* [Exercise aim]:
Repeat the rows below word for word, keeping every line in its original order.

(Pointing dataset rows)

<<<<

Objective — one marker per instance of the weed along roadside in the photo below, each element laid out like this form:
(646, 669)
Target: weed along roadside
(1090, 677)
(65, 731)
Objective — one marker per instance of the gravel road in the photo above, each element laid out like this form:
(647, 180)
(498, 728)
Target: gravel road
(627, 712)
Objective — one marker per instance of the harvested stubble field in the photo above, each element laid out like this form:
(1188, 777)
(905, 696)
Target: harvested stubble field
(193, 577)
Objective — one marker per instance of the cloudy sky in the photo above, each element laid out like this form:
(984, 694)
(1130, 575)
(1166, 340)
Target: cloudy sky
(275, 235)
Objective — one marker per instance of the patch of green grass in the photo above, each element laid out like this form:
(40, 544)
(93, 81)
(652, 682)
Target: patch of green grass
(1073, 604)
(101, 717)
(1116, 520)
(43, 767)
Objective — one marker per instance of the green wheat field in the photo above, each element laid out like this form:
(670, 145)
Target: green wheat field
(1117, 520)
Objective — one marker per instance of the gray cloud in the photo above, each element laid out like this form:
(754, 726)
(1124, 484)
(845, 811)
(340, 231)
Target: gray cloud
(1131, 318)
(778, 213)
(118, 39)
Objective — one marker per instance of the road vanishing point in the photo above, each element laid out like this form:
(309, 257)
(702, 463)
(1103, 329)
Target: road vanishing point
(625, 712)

>>>>

* [Task response]:
Objective — one marker per instance of the weed along roadside in the photo below, each element laid out like this form:
(646, 669)
Target: weed along roadside
(1090, 677)
(65, 731)
Objective — one marker per instance of the gravel road in the photo above, each element laid out like this form:
(647, 180)
(498, 728)
Target: gravel road
(627, 712)
Objective — one marker per instance of the harvested stubble field in the photo above, each element laid out like this form:
(1188, 777)
(905, 696)
Target: harvested stubble field
(193, 577)
Objective — one marker per instance of the cloudy sky in the photo above, each element laid out like this form:
(984, 694)
(1130, 575)
(1166, 340)
Target: cloudy sky
(275, 235)
Objective — one marker per instance of the patch of green grass in the photo above, each element laid out like this form:
(40, 544)
(93, 81)
(652, 682)
Target: patch of green grass
(1073, 604)
(101, 717)
(1116, 520)
(43, 767)
Objective — one marker per instance of the green wheat field in the photo above, each element laid out like this form:
(670, 145)
Target: green wheat field
(1117, 520)
Objective — one marker per instance of the gray cloud in the photo above, each element laid out like this form:
(754, 726)
(1124, 484)
(845, 811)
(340, 231)
Target: gray cloud
(1131, 318)
(778, 213)
(118, 39)
Objective — one marker per instance of the road vanishing point in the photo above, each element laid out like this form:
(309, 257)
(702, 463)
(1103, 329)
Target: road vanishing point
(625, 712)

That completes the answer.